* **Material to process**

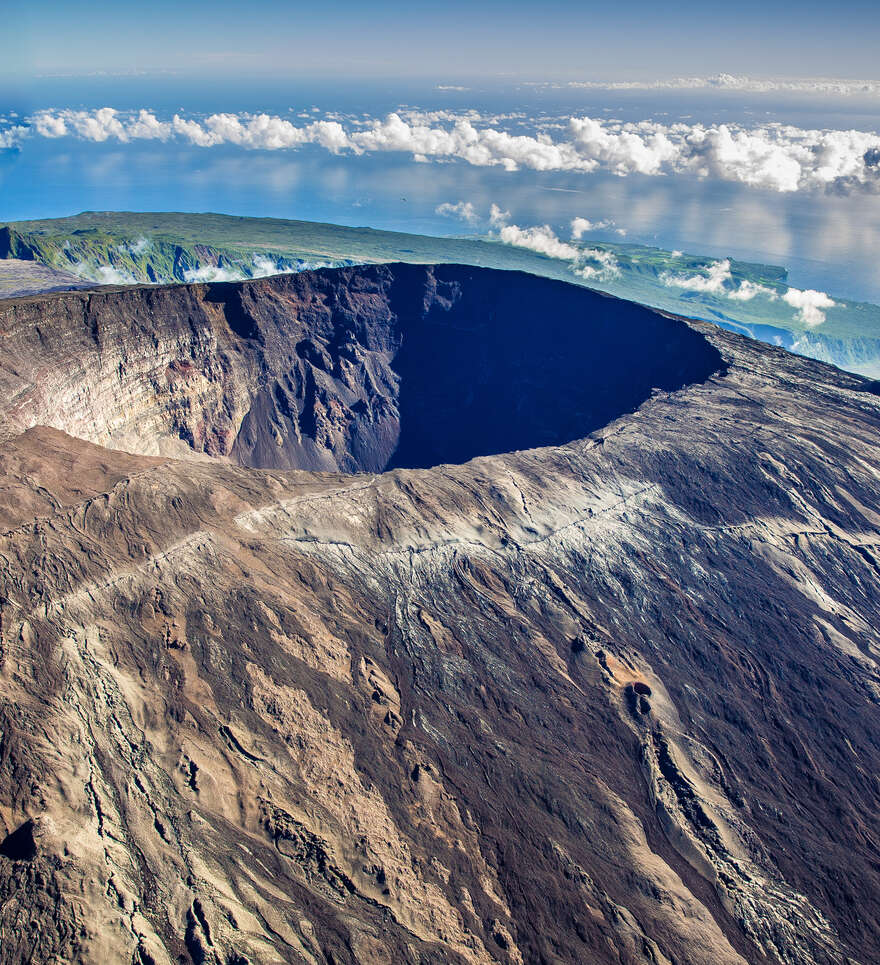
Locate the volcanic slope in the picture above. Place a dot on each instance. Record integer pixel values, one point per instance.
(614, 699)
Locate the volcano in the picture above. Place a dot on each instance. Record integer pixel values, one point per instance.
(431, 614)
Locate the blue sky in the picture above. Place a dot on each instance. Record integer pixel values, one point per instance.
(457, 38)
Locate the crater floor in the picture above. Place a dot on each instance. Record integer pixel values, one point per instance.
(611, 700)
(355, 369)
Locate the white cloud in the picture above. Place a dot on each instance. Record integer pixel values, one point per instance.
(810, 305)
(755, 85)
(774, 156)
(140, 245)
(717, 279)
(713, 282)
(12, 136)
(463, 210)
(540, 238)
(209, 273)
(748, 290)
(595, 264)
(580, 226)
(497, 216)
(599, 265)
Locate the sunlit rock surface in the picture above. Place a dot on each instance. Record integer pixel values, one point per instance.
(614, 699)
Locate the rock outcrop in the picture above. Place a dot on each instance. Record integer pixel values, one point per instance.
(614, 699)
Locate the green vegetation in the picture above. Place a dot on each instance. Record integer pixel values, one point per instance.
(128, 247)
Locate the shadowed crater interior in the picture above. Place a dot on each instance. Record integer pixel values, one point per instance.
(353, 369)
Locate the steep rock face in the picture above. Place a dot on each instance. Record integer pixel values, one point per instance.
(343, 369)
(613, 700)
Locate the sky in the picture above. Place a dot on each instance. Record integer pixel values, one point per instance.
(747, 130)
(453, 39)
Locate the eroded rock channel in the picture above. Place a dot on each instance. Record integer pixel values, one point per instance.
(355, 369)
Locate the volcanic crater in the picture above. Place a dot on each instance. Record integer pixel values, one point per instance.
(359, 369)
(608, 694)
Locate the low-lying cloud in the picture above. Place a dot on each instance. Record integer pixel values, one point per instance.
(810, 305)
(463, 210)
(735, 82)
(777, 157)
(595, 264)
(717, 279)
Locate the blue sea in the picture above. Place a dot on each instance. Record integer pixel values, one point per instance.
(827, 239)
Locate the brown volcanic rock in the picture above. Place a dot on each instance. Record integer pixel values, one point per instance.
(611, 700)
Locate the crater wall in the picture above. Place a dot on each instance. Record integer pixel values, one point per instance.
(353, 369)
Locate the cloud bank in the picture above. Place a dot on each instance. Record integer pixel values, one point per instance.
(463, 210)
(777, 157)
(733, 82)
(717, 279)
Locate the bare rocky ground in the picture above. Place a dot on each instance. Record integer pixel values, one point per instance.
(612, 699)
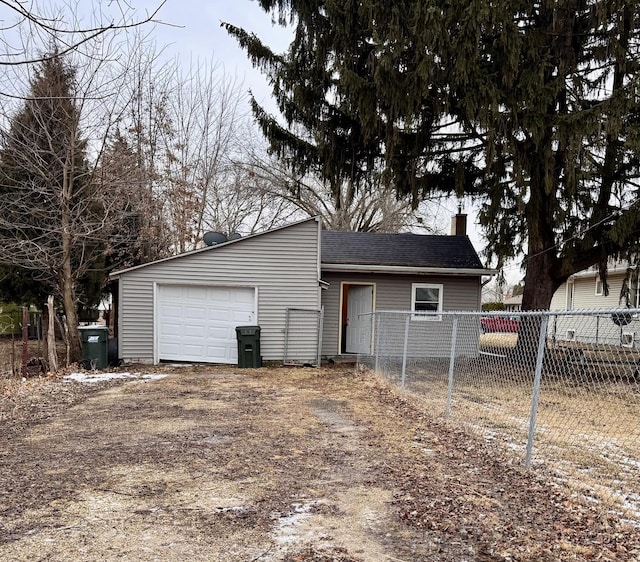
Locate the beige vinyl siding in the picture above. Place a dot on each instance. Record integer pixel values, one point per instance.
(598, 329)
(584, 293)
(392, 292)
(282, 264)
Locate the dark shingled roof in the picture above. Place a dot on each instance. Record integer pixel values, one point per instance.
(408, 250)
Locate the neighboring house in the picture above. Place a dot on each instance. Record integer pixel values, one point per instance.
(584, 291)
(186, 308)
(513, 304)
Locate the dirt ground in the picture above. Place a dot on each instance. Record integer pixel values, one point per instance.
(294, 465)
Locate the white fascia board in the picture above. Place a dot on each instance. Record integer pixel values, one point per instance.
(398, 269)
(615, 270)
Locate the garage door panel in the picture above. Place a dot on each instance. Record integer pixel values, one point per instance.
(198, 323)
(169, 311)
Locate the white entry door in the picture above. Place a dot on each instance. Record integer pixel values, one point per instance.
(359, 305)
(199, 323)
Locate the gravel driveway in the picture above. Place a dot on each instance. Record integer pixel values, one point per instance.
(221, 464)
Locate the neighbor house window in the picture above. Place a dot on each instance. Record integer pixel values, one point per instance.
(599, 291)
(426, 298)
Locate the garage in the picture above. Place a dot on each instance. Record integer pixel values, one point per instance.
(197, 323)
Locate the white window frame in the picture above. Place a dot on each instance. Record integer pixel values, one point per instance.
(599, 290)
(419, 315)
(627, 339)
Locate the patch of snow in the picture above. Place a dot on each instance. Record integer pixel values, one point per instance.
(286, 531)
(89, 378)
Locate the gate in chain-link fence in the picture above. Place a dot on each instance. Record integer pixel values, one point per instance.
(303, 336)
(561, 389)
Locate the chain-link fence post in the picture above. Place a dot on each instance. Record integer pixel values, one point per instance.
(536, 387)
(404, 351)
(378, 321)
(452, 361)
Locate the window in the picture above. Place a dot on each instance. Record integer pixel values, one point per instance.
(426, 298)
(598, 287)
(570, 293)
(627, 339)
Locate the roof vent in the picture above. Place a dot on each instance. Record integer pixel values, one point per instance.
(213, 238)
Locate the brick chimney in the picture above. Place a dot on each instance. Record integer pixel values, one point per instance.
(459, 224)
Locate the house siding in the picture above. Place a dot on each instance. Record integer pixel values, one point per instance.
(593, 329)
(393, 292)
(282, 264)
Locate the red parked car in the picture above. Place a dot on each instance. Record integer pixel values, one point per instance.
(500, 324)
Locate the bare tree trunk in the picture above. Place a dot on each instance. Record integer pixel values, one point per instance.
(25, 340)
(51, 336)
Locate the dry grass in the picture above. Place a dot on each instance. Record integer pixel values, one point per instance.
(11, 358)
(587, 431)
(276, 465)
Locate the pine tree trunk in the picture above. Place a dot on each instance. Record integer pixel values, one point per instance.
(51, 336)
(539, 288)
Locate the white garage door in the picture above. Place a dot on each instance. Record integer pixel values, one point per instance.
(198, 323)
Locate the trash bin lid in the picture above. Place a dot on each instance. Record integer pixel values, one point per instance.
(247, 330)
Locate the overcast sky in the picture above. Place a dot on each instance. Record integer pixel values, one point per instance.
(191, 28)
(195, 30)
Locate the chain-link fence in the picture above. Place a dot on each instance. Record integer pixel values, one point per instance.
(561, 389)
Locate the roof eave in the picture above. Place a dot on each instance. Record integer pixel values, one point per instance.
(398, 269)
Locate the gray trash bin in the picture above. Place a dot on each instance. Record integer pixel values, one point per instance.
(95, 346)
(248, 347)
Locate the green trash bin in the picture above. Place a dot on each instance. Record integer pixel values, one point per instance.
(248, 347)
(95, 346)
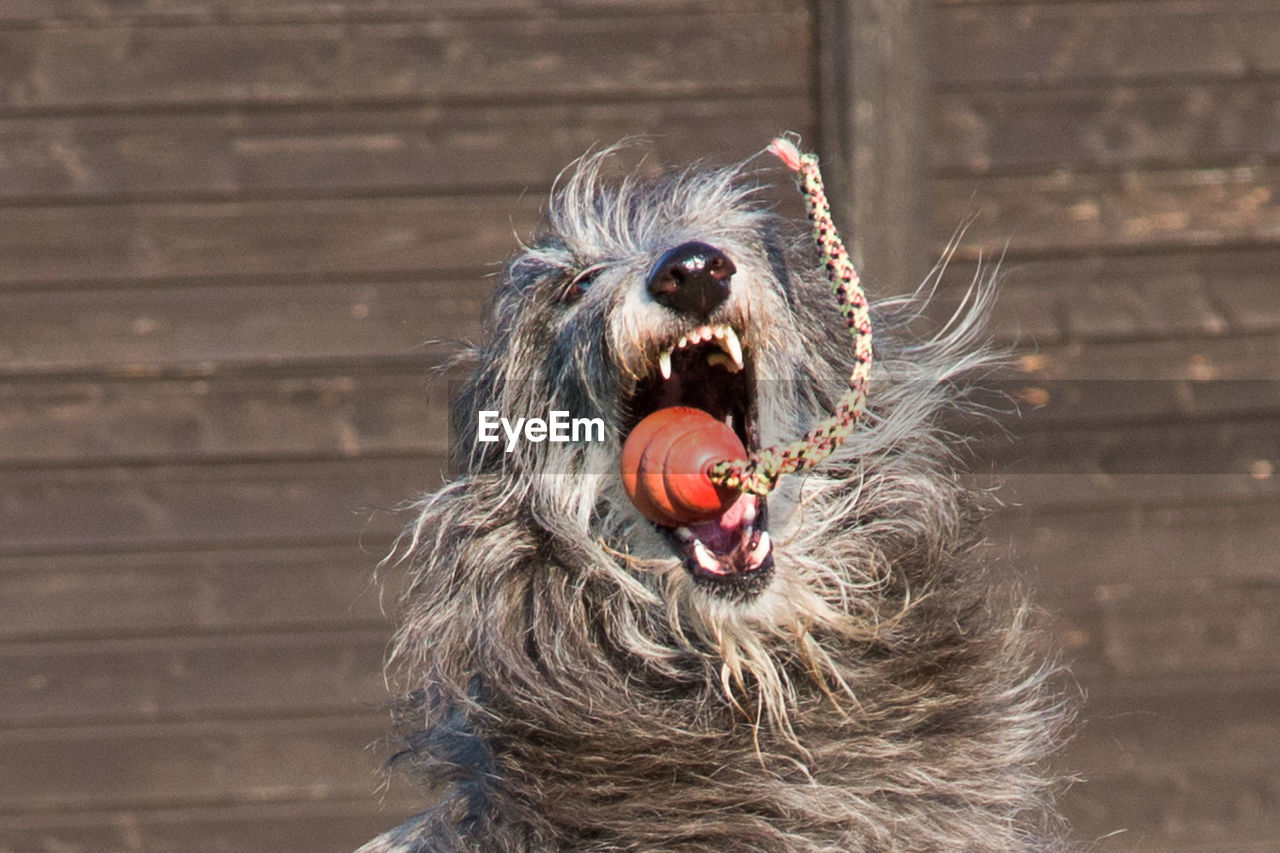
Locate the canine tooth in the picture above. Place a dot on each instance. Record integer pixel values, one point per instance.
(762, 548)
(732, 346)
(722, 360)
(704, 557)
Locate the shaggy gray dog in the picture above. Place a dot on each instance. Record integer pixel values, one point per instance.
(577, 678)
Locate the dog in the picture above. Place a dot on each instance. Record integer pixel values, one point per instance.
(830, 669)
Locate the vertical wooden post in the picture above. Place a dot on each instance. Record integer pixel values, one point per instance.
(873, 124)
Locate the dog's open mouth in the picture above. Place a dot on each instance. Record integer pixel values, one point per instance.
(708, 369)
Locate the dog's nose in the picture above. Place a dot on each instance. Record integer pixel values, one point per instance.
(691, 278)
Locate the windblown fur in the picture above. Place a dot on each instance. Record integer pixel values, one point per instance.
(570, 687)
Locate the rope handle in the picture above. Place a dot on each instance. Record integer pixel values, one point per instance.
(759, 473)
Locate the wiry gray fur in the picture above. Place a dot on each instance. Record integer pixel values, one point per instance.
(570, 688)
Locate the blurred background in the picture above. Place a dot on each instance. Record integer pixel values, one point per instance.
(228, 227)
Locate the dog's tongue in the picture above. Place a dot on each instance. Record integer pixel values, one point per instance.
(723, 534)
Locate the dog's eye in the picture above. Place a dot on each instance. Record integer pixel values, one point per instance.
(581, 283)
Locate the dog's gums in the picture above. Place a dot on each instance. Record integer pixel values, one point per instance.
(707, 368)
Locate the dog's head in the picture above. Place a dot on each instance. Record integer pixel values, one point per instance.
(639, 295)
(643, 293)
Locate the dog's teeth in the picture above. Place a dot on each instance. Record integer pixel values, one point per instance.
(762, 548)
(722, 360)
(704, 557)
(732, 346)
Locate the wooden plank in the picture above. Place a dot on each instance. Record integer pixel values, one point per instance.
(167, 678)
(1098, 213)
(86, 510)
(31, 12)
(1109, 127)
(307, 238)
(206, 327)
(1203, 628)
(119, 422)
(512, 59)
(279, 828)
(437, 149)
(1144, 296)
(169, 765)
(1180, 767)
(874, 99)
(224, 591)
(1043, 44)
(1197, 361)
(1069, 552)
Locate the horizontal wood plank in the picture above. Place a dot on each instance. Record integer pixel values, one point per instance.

* **Exercise brief**
Beginning at the line containing "Locate the dog's head", repeat each line exactly through the last line of the entries, and include no other lines.

* **Task response**
Locate the dog's head in the picture above. Place a dot on each instance. Record integer pixel values, one point per instance.
(639, 295)
(643, 293)
Locate the dog's teeth in the picture above. Place a dot on each instance. Record integer pixel values, one point per instance.
(762, 548)
(722, 360)
(704, 557)
(732, 346)
Locate the wooden plank in the picture above. Place a dot on each instance. Record integer pixel values, one point per instance.
(167, 678)
(1098, 213)
(86, 510)
(31, 12)
(1109, 127)
(307, 238)
(206, 327)
(1203, 628)
(119, 422)
(512, 59)
(279, 828)
(437, 149)
(1144, 296)
(169, 765)
(1180, 767)
(874, 99)
(224, 591)
(1043, 44)
(1197, 361)
(1069, 552)
Locate the horizontal wood plank in the picture above. Place a dot on each instance. Record integer pixel values, one point per instance.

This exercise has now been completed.